The required result is the exact run of lines beginning at the one containing "Could you mark every instance of the dried vegetable" and ending at the last line of the entries.

━━━━

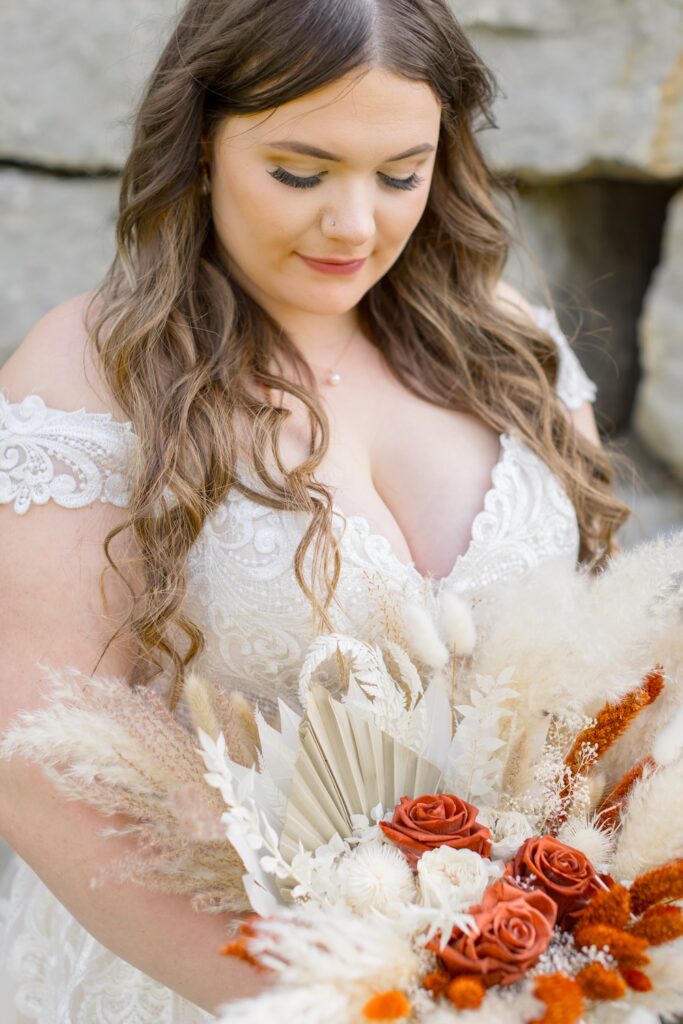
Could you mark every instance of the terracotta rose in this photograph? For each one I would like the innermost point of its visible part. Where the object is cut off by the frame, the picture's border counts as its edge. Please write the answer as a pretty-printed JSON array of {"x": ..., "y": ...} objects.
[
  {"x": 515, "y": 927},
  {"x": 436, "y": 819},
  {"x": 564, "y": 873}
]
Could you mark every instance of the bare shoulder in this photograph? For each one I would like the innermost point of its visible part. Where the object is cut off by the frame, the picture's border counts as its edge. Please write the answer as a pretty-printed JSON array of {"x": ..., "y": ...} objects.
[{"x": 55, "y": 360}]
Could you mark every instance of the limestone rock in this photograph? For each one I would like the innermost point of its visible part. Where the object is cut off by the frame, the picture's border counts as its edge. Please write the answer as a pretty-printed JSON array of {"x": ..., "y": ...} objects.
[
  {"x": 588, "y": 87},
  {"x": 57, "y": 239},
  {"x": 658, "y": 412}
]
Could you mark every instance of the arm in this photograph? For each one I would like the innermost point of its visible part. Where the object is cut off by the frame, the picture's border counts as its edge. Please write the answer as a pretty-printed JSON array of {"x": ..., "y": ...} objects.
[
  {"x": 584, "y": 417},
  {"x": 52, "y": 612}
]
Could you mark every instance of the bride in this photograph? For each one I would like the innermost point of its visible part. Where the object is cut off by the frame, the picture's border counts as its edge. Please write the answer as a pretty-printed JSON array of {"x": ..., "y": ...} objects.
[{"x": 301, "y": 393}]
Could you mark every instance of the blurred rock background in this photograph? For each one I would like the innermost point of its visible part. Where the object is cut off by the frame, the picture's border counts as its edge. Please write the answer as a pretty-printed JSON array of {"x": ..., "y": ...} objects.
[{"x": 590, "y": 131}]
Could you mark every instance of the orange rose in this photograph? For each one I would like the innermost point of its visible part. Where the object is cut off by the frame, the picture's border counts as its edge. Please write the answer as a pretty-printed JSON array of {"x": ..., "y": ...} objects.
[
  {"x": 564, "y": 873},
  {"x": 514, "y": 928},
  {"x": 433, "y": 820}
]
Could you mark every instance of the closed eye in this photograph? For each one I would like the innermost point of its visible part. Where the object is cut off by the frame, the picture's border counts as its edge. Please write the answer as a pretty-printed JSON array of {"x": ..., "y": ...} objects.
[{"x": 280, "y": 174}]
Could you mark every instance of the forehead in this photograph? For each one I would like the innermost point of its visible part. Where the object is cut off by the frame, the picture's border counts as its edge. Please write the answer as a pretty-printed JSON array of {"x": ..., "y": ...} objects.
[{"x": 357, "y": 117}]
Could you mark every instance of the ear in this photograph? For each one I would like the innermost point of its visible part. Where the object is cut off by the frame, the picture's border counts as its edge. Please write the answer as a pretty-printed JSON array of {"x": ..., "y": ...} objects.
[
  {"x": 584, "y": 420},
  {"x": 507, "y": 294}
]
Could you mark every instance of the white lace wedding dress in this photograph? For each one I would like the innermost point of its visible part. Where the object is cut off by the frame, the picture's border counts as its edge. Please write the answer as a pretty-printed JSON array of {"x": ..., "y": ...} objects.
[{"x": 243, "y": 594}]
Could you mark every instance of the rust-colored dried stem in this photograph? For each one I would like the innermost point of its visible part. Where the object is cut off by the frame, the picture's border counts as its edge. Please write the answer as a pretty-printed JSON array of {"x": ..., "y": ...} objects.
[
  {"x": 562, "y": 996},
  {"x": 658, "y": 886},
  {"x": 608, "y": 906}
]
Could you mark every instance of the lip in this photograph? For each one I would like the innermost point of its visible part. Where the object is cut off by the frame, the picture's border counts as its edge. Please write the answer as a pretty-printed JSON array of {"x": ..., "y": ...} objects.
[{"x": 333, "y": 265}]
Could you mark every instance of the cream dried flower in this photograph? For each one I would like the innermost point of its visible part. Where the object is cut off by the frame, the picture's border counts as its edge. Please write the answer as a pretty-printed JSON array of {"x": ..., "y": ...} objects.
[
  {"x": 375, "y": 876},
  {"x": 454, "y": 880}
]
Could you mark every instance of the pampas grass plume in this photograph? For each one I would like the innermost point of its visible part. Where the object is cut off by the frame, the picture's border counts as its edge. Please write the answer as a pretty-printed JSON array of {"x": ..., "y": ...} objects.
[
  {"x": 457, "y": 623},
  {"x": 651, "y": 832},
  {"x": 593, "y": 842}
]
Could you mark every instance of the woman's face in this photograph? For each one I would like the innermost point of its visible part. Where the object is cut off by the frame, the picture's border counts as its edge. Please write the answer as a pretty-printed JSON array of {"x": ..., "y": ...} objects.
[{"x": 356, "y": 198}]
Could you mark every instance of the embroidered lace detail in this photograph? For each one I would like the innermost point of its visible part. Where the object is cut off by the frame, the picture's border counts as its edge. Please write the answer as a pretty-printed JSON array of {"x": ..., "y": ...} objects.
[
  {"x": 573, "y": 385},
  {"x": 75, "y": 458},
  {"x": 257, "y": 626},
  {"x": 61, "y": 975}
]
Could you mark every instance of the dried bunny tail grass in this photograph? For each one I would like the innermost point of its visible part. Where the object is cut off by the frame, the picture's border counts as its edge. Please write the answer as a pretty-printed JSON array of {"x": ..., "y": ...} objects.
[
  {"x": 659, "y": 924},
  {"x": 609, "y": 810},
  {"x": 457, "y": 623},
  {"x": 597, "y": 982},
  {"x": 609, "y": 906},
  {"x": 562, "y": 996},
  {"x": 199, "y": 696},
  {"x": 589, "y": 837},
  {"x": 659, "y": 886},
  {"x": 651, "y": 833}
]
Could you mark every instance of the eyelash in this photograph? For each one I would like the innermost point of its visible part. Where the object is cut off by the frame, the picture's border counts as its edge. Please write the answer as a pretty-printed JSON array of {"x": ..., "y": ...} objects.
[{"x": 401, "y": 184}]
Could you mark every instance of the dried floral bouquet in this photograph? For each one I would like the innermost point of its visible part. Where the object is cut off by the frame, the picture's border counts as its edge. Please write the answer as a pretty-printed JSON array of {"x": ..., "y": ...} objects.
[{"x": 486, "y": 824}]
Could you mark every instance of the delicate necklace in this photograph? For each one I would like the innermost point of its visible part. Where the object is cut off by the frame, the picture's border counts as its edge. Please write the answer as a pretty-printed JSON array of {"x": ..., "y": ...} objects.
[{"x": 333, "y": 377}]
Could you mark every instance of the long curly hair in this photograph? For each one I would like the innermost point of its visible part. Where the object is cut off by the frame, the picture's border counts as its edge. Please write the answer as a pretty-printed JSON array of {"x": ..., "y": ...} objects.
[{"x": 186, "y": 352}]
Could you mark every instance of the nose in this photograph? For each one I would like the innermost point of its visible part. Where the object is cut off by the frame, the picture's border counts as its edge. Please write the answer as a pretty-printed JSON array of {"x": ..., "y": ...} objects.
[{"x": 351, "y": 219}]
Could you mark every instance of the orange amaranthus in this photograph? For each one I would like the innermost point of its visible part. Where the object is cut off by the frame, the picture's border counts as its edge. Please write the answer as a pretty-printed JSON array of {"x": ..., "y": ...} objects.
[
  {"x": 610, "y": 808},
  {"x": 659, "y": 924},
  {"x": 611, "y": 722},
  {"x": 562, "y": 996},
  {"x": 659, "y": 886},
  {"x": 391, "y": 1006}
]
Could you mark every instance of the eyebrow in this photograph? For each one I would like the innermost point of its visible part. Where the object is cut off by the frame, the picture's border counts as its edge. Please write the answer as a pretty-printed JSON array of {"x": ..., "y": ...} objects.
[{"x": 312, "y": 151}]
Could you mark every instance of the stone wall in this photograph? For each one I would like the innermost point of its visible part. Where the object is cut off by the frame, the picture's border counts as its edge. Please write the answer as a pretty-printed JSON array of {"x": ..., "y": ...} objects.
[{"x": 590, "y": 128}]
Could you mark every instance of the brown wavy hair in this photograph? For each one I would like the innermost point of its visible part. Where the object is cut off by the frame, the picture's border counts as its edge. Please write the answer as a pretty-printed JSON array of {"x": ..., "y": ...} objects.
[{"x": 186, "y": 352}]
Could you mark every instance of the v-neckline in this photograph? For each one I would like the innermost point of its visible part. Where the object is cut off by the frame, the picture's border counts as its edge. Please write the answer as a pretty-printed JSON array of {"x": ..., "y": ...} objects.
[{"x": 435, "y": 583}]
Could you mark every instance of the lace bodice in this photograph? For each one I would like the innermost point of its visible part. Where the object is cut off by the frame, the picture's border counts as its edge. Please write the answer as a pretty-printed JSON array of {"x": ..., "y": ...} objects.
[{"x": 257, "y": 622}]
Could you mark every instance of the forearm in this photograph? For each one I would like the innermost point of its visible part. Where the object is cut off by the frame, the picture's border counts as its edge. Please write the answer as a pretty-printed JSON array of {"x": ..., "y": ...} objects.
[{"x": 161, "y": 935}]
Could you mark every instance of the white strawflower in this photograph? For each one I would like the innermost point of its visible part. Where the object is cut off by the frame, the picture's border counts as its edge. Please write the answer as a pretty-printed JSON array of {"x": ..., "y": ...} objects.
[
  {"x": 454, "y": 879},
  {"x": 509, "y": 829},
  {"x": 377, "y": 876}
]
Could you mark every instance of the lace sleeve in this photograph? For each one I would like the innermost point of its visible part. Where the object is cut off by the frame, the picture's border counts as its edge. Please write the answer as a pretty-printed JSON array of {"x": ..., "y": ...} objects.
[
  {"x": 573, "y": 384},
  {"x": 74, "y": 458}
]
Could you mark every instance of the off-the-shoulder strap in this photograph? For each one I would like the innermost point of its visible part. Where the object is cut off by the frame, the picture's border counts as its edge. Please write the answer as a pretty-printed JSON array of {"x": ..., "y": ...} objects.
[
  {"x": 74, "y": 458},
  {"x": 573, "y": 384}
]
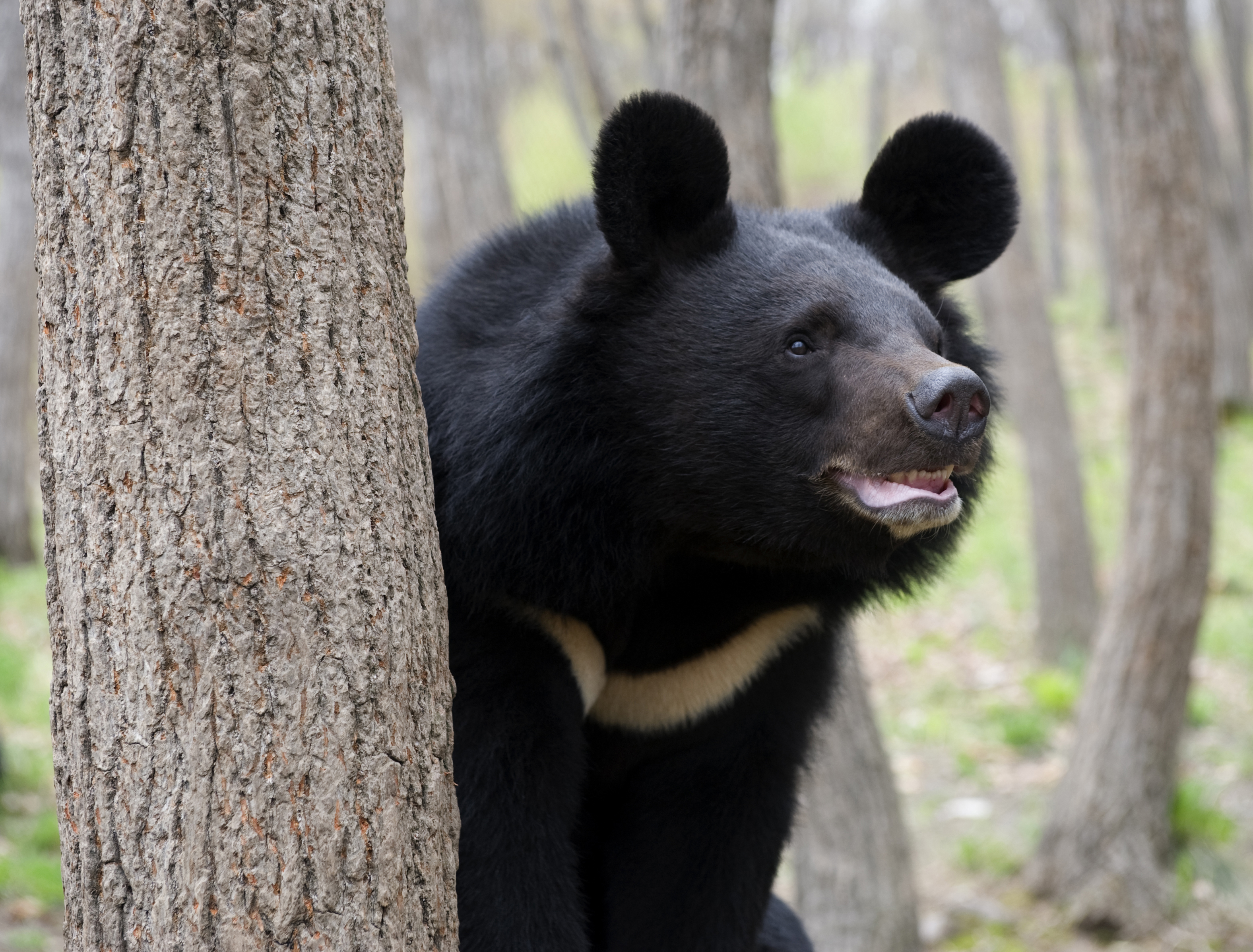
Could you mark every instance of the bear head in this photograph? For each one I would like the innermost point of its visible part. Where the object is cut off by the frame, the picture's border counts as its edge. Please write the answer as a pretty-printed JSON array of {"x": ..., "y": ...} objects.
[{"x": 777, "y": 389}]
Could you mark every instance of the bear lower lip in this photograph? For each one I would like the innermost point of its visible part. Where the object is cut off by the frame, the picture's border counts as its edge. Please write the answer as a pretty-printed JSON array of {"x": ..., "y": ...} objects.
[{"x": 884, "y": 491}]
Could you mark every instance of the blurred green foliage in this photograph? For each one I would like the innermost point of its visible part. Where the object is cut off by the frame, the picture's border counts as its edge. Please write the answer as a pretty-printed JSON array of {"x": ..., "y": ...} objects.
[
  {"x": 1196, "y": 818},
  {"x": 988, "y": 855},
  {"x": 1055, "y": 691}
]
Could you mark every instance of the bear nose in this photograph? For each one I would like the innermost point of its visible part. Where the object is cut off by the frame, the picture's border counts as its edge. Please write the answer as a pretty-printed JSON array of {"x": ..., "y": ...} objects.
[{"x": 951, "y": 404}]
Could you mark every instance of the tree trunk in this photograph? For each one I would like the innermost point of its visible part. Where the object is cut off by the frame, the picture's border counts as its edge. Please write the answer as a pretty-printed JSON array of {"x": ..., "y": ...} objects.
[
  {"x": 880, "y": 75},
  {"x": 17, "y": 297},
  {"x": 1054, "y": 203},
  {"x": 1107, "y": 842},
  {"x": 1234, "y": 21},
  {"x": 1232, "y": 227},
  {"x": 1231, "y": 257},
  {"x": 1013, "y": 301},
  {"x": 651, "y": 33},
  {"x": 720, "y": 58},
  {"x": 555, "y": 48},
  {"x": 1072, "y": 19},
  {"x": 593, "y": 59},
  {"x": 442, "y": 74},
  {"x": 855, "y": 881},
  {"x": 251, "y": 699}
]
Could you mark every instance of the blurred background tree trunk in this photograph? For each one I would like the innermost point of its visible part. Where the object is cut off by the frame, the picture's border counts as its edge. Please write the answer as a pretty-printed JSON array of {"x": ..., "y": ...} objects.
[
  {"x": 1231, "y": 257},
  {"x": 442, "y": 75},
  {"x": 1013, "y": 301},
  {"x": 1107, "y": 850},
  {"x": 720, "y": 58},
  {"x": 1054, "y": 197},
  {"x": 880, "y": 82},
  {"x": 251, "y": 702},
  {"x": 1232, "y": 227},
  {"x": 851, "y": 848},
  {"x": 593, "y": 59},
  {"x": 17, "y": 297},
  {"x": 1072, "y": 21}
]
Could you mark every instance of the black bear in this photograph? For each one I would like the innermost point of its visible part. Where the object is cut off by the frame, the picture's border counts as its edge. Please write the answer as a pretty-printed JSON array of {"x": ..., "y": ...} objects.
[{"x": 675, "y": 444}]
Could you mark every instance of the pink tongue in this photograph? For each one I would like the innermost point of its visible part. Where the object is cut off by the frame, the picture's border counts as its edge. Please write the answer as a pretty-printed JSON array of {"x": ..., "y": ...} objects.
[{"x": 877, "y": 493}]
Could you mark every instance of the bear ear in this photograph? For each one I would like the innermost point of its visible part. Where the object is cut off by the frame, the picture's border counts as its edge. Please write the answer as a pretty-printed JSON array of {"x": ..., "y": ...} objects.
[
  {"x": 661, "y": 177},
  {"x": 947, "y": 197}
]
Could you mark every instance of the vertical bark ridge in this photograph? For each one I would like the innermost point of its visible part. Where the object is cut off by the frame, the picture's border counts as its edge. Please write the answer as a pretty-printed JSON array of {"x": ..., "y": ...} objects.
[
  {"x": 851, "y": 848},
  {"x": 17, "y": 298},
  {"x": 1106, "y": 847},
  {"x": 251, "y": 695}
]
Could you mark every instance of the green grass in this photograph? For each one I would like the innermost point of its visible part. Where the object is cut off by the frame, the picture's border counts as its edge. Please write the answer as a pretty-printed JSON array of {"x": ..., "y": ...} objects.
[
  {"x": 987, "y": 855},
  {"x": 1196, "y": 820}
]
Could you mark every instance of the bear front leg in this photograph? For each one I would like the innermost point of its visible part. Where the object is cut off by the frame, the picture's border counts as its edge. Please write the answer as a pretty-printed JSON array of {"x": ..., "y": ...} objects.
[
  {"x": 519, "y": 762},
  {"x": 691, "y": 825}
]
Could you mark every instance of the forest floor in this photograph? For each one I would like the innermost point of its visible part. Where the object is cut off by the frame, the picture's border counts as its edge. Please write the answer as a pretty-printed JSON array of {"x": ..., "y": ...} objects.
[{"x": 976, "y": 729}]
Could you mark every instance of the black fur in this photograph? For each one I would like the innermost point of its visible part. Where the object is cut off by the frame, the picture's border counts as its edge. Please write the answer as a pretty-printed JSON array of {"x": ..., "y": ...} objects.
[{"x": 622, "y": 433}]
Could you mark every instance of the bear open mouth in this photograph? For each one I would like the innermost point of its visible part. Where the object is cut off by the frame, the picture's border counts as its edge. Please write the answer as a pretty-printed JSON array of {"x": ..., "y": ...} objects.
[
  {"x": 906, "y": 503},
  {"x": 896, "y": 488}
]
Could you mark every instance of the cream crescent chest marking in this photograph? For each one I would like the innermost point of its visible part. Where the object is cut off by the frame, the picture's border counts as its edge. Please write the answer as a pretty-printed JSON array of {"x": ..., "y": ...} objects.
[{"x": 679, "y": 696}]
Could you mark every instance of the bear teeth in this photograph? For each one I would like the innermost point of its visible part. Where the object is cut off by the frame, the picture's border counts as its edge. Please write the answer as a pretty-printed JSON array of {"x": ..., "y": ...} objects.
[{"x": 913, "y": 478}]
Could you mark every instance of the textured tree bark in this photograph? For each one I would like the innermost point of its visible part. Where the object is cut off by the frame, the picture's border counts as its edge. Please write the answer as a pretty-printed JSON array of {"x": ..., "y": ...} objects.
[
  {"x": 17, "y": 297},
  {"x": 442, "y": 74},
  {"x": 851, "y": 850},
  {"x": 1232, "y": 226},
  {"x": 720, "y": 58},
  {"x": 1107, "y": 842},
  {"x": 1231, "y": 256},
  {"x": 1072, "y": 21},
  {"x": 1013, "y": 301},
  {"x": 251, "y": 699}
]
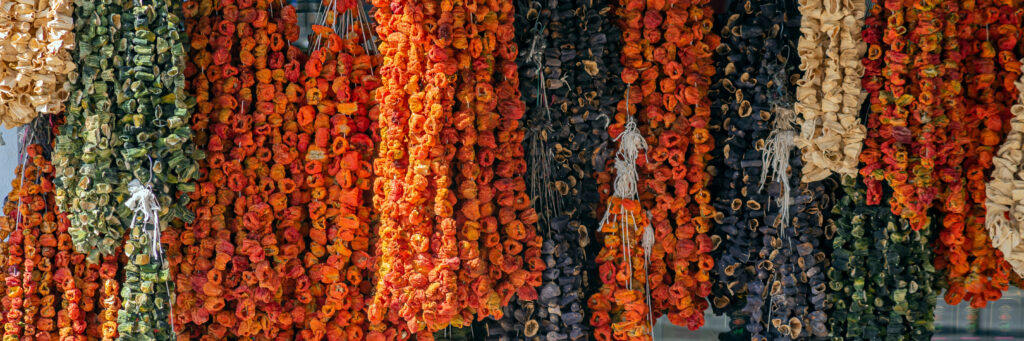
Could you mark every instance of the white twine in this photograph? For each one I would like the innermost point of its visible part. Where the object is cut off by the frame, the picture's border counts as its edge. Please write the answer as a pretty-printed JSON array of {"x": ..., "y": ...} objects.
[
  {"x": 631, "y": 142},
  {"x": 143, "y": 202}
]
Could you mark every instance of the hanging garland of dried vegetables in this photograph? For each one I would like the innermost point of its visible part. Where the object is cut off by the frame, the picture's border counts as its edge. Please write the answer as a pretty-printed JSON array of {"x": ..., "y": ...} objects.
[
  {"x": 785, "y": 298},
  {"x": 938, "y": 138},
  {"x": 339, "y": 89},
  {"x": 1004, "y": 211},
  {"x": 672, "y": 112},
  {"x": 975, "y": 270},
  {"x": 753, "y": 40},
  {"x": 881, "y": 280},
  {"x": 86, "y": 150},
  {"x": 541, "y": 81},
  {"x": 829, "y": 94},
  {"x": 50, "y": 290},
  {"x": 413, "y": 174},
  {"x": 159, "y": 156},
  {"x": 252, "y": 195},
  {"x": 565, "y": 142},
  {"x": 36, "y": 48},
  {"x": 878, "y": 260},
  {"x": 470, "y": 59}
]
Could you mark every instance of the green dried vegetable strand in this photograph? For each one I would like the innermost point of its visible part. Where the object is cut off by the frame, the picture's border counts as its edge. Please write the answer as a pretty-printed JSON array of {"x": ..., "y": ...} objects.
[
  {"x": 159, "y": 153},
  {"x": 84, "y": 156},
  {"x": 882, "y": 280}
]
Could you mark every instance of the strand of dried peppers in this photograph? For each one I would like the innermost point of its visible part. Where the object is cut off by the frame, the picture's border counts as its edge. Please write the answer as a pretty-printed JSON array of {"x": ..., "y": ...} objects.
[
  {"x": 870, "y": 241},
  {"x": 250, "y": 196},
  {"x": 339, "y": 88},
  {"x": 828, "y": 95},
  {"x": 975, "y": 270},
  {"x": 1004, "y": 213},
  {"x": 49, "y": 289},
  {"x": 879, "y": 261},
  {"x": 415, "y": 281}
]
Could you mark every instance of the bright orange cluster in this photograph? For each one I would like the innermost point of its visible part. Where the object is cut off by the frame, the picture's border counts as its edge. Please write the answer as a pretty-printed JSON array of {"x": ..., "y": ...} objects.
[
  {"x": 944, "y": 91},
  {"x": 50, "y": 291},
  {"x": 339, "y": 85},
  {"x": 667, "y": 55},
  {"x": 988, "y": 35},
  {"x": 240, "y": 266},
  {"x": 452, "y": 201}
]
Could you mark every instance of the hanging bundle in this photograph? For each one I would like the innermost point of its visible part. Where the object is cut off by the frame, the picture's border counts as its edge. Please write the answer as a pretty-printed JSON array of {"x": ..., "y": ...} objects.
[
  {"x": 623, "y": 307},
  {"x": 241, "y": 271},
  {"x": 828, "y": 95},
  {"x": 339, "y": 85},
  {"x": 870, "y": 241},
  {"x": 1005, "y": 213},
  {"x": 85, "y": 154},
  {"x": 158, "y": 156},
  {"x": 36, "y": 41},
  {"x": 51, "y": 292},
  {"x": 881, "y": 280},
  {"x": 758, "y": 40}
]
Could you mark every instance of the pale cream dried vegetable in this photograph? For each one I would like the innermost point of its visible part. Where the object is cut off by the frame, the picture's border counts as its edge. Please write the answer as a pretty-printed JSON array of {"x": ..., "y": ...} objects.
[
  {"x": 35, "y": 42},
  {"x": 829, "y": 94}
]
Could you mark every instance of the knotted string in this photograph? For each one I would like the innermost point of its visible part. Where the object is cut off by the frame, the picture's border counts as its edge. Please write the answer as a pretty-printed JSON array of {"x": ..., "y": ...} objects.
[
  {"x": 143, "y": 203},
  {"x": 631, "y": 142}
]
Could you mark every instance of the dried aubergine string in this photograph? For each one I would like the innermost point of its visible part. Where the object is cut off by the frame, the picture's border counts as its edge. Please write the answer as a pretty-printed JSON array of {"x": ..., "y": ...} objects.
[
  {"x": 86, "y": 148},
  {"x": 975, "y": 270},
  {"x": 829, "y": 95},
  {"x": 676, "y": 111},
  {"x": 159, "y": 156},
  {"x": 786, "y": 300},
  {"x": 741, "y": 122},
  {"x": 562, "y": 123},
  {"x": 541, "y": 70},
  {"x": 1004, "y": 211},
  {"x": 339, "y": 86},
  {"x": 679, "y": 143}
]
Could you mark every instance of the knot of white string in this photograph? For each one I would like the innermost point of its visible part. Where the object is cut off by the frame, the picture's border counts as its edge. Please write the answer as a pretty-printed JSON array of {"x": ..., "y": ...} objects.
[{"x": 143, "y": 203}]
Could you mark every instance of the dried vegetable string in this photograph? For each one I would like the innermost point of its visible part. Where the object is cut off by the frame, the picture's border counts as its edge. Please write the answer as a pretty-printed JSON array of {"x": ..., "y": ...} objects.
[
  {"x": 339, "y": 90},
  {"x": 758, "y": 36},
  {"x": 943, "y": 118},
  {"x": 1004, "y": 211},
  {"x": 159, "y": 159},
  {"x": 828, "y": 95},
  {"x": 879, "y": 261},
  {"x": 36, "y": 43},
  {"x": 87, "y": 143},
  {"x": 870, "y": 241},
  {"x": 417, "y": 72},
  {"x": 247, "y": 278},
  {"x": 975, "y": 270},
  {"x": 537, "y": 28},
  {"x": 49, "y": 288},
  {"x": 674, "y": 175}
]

━━━━

Solution |
Could you mark every instance of the dried vegetable string in this photograph? For each one I would like the innermost point of its visible part. Where the object is cut off by the frame, the picture's border counts as its edge. Please write the answer as a pretty-printed JSON array of {"x": ..., "y": ...} objects.
[
  {"x": 339, "y": 90},
  {"x": 758, "y": 36},
  {"x": 943, "y": 118},
  {"x": 1004, "y": 211},
  {"x": 159, "y": 159},
  {"x": 828, "y": 95},
  {"x": 879, "y": 261},
  {"x": 36, "y": 43},
  {"x": 87, "y": 143},
  {"x": 870, "y": 241},
  {"x": 417, "y": 72},
  {"x": 247, "y": 278},
  {"x": 975, "y": 270},
  {"x": 537, "y": 28},
  {"x": 49, "y": 288},
  {"x": 674, "y": 175}
]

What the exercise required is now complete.